Problems and tasks:
(1) Name every country that the passage on the Nicaraguan canal mentions.
(2) Write the next few sentences of the passage on the Nicaraguan canal, picking up after its final sentence.

Supplied text:
The waterway "constitutes heritage of the Nicaraguan nation and ... will include guarantees of complete neutrality and international public service, whose functioning must not be interrupted under any circumstance," the daily said.
The daily dismissed the existence of rivalry between Nicaragua and Panama, home to the 100-year-old Panama Canal.
"In regards to those attempting to foment a clash of interests between Nicaragua and Panama, (Nicaraguan) President (Daniel) Ortega made it clear that 'the Grand Inter-Oceanic Canal will be a reality and work to compliment the Panama Canal, given the increase in the demand for goods on the international market,'" Granma said.
It also rejected claims the project is failing to take into account the canal's environmental impact.
Ortega has "sent a message to all the communities in the areas along the canal route, assuring them that no one would be trampled over, or affected, as opposition groups supported by the U.S. would have people believe," the daily said, adding that to the contrary, Ortega has assured that the communities will benefit from the project.

Given data:
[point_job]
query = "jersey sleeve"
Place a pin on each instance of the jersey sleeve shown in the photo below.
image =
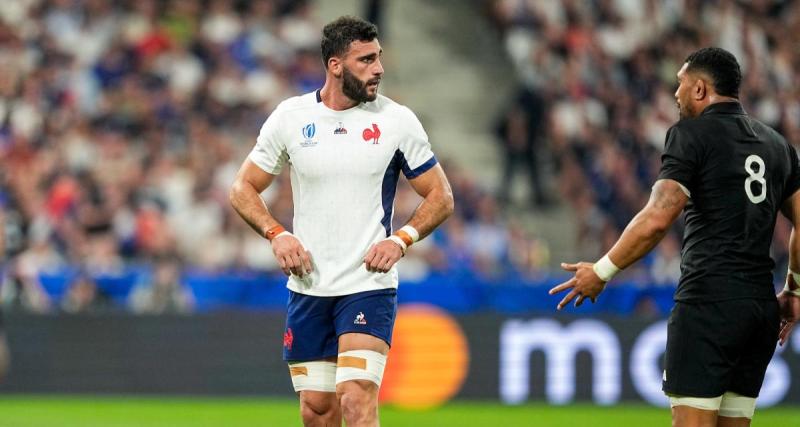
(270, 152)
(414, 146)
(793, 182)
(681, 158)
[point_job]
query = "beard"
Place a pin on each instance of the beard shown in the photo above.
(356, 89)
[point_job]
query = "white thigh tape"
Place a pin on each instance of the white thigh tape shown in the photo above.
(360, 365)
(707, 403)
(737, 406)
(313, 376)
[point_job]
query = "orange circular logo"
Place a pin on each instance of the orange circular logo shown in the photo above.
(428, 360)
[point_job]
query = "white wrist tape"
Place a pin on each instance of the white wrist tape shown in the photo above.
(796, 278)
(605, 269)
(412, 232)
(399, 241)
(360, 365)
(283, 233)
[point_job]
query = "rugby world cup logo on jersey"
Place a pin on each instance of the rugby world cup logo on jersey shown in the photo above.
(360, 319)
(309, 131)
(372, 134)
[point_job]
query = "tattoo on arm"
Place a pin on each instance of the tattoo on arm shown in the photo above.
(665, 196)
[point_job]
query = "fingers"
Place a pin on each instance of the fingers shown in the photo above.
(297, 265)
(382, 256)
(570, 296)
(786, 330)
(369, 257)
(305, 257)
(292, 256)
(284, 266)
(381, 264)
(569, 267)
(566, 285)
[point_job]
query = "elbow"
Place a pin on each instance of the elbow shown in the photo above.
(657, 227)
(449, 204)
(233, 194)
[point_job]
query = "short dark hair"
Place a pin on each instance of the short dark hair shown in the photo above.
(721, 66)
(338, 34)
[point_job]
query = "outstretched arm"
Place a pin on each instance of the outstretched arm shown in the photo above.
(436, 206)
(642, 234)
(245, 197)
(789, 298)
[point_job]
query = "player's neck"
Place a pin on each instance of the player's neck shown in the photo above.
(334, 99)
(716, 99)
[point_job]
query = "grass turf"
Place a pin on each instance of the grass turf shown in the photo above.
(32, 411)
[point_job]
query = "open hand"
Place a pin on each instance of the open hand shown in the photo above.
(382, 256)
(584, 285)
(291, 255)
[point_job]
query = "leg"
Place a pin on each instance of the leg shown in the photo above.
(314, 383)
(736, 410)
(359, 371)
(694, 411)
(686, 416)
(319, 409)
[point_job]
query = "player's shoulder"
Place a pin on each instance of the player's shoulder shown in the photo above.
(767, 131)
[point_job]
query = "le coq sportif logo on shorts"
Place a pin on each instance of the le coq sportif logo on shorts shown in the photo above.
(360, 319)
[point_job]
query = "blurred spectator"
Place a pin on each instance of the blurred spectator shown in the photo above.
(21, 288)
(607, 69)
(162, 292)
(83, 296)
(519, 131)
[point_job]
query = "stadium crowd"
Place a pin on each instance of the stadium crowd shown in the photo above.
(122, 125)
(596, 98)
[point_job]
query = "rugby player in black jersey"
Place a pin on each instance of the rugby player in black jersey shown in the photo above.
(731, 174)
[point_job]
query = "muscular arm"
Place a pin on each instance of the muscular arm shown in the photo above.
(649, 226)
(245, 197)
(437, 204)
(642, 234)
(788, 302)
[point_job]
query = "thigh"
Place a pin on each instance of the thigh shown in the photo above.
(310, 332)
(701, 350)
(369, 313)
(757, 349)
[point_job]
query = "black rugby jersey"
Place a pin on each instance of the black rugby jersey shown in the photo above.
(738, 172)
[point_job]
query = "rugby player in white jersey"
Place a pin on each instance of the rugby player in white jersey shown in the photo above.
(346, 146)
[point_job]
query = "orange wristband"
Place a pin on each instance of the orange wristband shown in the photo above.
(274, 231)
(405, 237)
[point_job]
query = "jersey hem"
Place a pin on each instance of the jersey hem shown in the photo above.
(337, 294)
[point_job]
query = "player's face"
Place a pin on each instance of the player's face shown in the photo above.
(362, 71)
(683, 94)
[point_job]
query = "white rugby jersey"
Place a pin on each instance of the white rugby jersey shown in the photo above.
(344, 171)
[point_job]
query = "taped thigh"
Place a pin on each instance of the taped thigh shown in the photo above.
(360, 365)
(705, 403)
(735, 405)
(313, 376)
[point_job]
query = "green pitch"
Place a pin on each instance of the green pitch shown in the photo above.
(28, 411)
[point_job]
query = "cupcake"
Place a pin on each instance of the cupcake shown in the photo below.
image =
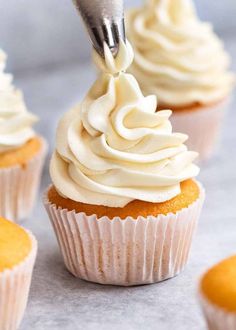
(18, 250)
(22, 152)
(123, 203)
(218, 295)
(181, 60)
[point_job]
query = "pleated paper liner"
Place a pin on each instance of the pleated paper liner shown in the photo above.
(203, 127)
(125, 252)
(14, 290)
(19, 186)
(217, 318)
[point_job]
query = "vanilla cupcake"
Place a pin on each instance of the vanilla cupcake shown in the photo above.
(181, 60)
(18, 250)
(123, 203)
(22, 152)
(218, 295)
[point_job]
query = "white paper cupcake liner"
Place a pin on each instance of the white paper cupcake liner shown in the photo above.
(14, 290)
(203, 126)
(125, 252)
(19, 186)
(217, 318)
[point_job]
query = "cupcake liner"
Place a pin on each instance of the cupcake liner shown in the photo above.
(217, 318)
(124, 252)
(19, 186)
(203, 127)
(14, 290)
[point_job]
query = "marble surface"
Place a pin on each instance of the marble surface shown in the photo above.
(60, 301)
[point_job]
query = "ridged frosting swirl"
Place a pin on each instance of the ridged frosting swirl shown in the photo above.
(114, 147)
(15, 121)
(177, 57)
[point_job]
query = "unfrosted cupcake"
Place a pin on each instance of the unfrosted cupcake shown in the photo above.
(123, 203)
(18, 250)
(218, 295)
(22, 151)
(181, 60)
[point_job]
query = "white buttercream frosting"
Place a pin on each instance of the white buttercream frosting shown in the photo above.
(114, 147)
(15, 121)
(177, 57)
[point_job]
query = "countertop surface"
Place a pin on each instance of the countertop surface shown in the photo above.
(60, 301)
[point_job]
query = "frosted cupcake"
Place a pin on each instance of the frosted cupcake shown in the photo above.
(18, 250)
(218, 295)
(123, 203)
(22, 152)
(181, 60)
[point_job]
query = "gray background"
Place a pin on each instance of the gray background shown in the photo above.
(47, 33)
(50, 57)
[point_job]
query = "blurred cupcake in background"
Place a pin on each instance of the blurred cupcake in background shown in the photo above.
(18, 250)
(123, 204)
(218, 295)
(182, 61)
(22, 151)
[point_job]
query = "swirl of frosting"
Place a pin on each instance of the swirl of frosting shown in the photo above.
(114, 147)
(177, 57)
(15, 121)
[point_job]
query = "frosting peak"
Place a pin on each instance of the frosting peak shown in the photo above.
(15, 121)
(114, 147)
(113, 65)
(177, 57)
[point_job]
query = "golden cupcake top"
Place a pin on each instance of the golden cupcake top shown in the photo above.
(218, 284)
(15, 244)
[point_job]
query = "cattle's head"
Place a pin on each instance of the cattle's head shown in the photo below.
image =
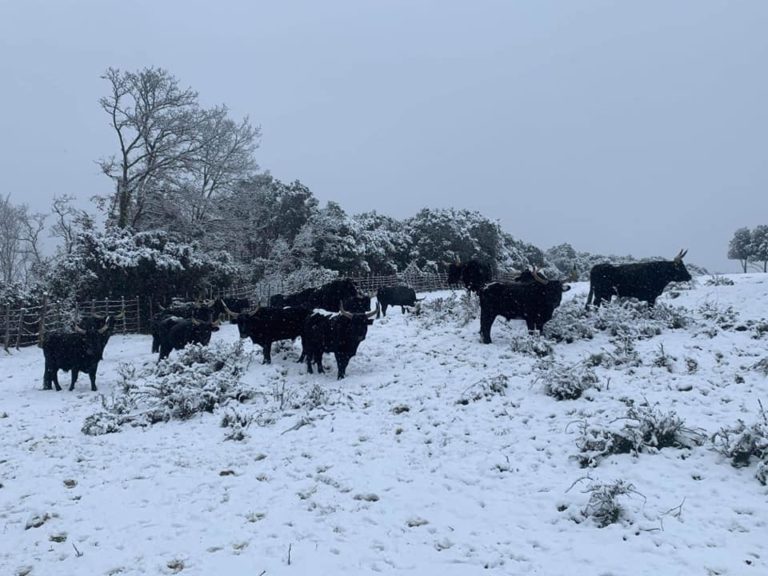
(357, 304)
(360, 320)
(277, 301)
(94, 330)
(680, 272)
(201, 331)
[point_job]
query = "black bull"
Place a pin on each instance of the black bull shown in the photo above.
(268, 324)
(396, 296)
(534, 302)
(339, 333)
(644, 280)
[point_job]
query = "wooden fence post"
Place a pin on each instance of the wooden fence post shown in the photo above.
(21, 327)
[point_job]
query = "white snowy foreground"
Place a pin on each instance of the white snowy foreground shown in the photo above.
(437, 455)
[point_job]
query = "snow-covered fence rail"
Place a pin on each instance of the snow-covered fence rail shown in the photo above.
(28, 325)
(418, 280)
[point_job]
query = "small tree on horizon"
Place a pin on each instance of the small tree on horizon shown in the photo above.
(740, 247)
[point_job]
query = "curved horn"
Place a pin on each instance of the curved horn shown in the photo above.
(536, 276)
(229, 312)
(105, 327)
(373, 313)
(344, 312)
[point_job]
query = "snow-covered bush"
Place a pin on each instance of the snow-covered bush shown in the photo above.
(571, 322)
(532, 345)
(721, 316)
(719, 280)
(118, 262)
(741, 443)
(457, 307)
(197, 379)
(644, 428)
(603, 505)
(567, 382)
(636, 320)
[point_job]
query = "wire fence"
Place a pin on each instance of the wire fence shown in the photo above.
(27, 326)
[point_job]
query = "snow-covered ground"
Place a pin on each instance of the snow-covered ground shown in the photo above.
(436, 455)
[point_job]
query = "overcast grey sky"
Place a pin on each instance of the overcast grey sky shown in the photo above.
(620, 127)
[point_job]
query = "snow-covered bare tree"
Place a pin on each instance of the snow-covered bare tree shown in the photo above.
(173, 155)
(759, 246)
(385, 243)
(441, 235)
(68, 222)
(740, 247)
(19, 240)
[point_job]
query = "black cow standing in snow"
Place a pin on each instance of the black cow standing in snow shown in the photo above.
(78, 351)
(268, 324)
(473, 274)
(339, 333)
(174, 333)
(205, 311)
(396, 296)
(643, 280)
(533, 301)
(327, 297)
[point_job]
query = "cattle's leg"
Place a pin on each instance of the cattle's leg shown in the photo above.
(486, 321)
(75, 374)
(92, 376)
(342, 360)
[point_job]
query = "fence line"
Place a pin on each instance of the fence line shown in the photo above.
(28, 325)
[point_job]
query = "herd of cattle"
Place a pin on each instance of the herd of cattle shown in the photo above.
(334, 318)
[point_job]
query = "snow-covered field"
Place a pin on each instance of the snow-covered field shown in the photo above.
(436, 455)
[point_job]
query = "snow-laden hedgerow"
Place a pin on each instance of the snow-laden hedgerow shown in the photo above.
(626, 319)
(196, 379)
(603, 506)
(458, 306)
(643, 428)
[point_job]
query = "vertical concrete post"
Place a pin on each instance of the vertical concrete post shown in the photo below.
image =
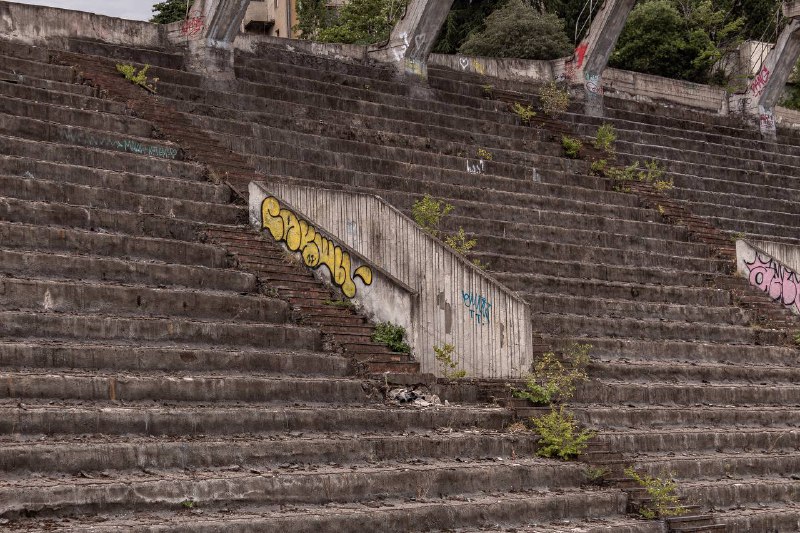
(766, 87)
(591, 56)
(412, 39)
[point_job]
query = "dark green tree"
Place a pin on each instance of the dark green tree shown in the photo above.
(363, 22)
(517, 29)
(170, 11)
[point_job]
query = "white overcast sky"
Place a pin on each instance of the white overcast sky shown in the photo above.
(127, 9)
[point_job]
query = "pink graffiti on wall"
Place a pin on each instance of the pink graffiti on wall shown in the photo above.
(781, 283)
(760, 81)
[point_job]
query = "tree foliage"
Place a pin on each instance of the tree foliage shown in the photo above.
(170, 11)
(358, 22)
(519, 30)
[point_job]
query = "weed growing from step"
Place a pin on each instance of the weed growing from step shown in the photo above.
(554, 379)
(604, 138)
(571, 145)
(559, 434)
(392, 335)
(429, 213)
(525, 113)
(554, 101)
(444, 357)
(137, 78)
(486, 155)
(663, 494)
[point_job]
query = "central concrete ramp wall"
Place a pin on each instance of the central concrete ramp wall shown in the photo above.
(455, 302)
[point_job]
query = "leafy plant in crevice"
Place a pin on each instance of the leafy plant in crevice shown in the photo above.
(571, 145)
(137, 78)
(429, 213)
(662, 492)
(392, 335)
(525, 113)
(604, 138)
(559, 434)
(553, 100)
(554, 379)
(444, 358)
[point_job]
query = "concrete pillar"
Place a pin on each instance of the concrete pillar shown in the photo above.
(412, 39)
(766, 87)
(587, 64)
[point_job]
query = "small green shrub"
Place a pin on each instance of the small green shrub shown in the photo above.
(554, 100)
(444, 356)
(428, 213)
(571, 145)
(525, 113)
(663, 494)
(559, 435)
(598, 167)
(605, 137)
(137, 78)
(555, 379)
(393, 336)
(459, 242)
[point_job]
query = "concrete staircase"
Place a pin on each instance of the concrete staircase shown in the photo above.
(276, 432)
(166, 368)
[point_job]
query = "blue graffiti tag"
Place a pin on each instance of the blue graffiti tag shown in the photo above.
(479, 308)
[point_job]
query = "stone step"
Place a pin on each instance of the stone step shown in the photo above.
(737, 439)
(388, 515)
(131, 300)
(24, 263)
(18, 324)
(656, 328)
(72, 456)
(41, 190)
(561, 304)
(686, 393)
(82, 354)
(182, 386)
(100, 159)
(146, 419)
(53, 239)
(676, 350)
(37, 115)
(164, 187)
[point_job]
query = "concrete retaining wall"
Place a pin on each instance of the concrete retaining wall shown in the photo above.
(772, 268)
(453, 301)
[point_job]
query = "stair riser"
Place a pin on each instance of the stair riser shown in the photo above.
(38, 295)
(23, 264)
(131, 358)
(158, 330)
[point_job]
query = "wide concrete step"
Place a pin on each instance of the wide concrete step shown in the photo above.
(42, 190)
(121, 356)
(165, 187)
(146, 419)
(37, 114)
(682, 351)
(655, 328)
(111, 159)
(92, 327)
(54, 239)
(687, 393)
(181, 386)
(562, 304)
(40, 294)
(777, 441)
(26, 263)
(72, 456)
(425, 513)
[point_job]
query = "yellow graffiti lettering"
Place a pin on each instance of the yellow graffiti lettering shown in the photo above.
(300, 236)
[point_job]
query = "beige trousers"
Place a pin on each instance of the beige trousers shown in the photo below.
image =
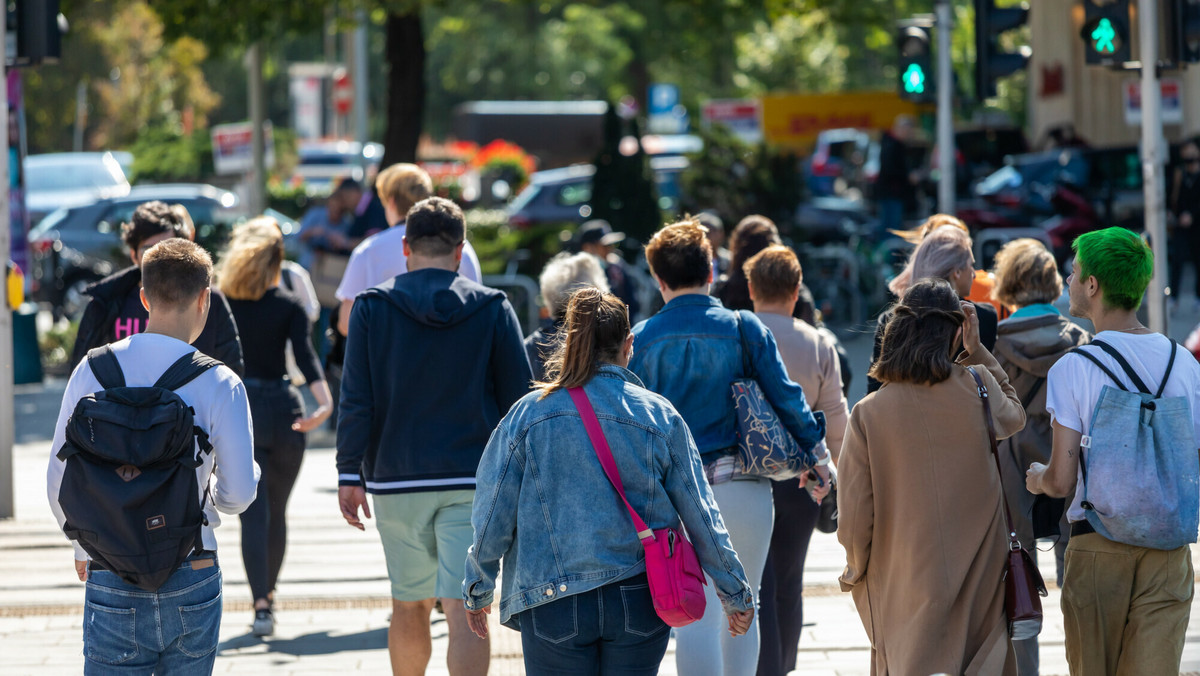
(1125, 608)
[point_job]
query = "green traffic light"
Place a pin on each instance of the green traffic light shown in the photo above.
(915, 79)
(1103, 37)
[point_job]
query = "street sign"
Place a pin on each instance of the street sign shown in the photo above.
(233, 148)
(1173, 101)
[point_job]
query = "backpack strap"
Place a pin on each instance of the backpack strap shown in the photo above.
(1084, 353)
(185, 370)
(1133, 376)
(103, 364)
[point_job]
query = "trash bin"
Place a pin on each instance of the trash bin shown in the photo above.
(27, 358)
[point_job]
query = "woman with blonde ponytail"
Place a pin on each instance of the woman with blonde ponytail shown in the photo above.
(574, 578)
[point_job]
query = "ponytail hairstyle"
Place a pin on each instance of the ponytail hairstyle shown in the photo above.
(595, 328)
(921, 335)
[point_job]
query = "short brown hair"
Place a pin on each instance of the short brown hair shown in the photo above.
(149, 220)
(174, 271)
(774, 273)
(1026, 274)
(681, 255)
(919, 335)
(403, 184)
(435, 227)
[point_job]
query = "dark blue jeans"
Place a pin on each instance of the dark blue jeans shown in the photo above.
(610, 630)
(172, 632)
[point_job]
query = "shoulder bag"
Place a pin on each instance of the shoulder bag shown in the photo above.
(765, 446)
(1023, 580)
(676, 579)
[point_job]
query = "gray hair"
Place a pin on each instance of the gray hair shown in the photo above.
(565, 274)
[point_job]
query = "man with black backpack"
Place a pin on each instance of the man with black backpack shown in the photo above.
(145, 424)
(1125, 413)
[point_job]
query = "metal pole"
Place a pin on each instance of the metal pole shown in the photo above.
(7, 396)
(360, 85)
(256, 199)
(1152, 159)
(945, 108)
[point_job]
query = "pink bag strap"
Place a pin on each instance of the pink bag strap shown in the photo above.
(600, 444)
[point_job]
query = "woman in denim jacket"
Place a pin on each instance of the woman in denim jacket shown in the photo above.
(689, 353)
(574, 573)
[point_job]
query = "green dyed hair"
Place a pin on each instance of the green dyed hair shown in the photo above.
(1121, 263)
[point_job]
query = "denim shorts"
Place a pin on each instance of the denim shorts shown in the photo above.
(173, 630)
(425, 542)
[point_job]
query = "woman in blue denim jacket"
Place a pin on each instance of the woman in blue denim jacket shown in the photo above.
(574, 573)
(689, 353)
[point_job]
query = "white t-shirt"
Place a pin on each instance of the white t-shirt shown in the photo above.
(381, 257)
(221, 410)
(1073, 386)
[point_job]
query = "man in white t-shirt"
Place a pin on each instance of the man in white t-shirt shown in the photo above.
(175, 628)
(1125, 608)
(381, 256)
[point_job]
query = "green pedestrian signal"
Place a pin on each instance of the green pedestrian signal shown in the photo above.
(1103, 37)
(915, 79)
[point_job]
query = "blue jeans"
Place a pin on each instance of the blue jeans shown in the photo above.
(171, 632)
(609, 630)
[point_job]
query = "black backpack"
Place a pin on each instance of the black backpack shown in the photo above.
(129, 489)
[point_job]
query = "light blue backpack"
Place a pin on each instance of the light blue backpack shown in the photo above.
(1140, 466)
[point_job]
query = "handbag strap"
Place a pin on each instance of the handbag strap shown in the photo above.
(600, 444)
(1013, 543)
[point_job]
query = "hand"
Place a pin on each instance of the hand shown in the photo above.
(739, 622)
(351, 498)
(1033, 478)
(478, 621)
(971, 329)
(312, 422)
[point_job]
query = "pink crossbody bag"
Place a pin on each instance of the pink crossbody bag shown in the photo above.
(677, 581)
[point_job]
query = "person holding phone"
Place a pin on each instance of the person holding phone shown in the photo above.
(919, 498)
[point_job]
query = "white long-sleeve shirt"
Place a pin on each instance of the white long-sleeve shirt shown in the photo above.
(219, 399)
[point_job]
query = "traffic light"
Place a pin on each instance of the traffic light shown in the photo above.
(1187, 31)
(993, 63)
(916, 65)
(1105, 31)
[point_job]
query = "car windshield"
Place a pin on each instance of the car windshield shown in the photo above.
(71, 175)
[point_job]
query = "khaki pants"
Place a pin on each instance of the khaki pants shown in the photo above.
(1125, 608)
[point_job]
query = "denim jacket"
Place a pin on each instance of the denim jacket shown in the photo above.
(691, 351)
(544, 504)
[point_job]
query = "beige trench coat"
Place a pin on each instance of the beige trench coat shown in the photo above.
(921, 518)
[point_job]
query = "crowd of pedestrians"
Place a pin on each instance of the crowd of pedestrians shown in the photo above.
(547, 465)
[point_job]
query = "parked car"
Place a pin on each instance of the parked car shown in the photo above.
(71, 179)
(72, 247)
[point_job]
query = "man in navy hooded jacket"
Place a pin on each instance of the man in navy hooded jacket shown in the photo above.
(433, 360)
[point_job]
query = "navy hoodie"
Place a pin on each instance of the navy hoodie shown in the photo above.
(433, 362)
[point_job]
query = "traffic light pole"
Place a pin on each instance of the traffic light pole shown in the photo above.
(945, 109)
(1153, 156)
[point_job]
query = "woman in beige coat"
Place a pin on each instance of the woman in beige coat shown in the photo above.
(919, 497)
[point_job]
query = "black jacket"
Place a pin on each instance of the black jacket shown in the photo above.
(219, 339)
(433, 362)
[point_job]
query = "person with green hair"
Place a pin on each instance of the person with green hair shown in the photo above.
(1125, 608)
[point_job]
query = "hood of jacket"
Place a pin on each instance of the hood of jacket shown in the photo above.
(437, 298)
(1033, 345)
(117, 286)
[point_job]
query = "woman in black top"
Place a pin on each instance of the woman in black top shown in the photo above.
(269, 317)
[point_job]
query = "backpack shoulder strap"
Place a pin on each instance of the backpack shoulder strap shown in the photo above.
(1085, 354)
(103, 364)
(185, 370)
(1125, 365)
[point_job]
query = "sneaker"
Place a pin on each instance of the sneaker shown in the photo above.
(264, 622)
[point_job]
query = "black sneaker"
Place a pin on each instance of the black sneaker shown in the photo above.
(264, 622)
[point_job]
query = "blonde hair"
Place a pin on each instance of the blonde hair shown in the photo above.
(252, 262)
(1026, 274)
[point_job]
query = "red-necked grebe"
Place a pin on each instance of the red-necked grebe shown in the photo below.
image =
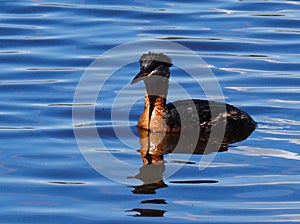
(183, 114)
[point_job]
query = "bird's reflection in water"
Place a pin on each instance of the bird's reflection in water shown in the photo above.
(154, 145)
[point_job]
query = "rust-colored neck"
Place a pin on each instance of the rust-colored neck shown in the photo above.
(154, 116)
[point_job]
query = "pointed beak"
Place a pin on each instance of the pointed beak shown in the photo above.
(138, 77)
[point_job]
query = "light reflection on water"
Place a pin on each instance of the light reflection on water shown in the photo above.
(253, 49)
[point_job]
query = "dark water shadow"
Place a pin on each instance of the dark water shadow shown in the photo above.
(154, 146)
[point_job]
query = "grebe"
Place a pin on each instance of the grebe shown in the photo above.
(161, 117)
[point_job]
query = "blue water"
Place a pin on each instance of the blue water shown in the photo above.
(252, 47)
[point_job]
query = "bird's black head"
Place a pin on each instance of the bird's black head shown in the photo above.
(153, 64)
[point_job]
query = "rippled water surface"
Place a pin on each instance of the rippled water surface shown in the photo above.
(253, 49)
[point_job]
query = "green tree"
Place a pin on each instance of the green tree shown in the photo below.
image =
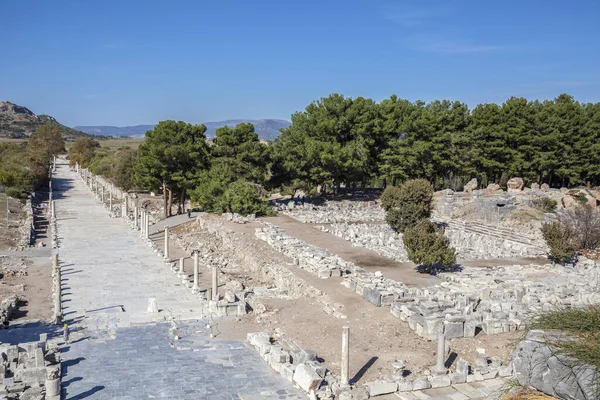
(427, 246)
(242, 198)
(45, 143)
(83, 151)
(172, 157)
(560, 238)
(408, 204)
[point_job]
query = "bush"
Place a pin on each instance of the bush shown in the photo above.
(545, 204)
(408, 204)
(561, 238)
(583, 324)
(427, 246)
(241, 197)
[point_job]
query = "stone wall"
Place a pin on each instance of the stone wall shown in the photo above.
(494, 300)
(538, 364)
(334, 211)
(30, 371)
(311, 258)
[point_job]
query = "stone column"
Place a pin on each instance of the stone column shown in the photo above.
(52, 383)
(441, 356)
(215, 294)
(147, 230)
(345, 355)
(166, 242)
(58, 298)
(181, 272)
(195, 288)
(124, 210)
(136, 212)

Task-by-task outputs:
(1) Nicaragua, Panama, the U.S.

(2)
The environmental issue "has been used as a weapon by anti-government sectors to try and confuse" residents along the canal route, Granma said, noting that Britain's Environmental Resources Management (ERM), "one of the world's most prestigious firms in the field," was brought in by the Chinese company building the canal to carry out an environmental impact study and presented its recommendations in May, including a redesign of the original project.
The official daily also presented the Nicaraguan canal as an independent Latin American initiative, in contrast to the Panama Canal, which was built and operated by the United States in an effort to exercise control over the region.
U.S. interests in the Panamanian mega project were "in no way altruistic, nor coincided with the universal idea of mutual benefit," Granma said.
"The U.S. began to actively formulate plans to turn the region into what would later come to be known as its 'backyard,' with an inter-oceanic canal constituting a key feature of these schemes," it said.
In fact, Granma said, the idea of building a canal was originally proposed in 1815 by Latin American liberator Simon Bolivar.
"This magnificent location between the two great oceans could in time become the emporium of the world. Its canals will shorten distances throughout the world; strengthen commercial ties with Europe, America and Asia; and bring that happy region tribute from the four corners of the globe...," Bolivar wrote.
Over a century later, in 1929, Nicaraguan revolutionary Augusto Cesar Sandino wrote of his "plan to realize Bolivar's ultimate dream."
"Almost another century would have to pass before a Nicaraguan government, inspired by Sandino's ideas, would revive the scheme to construct a new canal in Central America to compliment the waterway which has existed in Panama since 1914," the daily said.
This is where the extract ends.